## begin Supplied entries

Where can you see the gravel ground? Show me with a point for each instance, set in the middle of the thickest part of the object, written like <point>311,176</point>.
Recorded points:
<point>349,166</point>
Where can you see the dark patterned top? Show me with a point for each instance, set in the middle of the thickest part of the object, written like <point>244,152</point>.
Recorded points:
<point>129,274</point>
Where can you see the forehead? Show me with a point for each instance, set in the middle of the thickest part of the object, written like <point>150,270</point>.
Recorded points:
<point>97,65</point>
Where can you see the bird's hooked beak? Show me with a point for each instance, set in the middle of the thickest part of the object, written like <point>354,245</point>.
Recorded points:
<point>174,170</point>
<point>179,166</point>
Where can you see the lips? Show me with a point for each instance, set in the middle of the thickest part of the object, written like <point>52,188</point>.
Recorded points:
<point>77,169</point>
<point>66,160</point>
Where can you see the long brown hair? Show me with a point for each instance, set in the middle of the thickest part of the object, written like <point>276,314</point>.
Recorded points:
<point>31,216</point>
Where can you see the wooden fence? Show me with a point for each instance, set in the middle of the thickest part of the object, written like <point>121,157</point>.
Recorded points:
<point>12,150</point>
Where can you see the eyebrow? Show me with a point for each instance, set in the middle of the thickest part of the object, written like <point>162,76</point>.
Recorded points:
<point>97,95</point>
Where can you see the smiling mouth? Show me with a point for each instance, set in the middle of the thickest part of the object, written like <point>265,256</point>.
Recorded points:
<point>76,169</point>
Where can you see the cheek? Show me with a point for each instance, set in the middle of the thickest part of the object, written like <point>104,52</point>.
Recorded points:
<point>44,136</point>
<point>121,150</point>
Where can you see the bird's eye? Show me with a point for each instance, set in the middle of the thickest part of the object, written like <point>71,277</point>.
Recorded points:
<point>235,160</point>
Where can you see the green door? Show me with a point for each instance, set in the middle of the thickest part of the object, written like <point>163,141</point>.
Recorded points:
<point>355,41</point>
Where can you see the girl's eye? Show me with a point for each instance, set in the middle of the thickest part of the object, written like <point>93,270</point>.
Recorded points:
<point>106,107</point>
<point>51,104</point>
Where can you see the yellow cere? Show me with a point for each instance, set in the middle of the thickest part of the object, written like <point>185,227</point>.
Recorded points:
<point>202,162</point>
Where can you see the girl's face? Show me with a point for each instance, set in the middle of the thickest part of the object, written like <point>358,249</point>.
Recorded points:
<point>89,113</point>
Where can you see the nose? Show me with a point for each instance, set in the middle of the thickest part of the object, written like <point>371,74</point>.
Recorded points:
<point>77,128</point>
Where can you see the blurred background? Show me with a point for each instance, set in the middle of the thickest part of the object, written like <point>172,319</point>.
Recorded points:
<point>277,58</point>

## end Supplied entries

• To do
Can you scale the lines from the start of the records through the line that contains "<point>31,216</point>", rewriting each of them, requests included? Multiply every coordinate in the recorded points by 1.85 and round to whole numbers with halves going up, and keep the numbers in the requests and their format samples unchanged.

• Problem solution
Where can you see the gravel ground? Show me with a point for each instance, set in the middle of the thickest part of the object, written like <point>311,176</point>.
Recorded points:
<point>646,307</point>
Where can you see the dark patterned top? Show me with a point for each instance, set in the middle of the thickest part of the object, written like <point>244,152</point>.
Recorded points:
<point>239,507</point>
Where can you see the forehead? Show me with a point for each instance, set in the middle of the thickest part of the object, written like <point>150,270</point>.
Recorded points:
<point>179,120</point>
Where can you see the bird's hooked beak? Show me with a point for each instance, set in the middle of the thickest part of the object, written like <point>354,245</point>.
Recorded points:
<point>322,315</point>
<point>331,307</point>
Where can you see the lips? Show me with a point for each instance, set in the middle of the thickest part of the object, written like <point>52,188</point>.
Recorded points:
<point>142,313</point>
<point>122,296</point>
Where can you see the long brown hair? Show me with a point for each instance, set in the middle of the thickest part of the object, written like <point>276,314</point>.
Recorded points:
<point>57,400</point>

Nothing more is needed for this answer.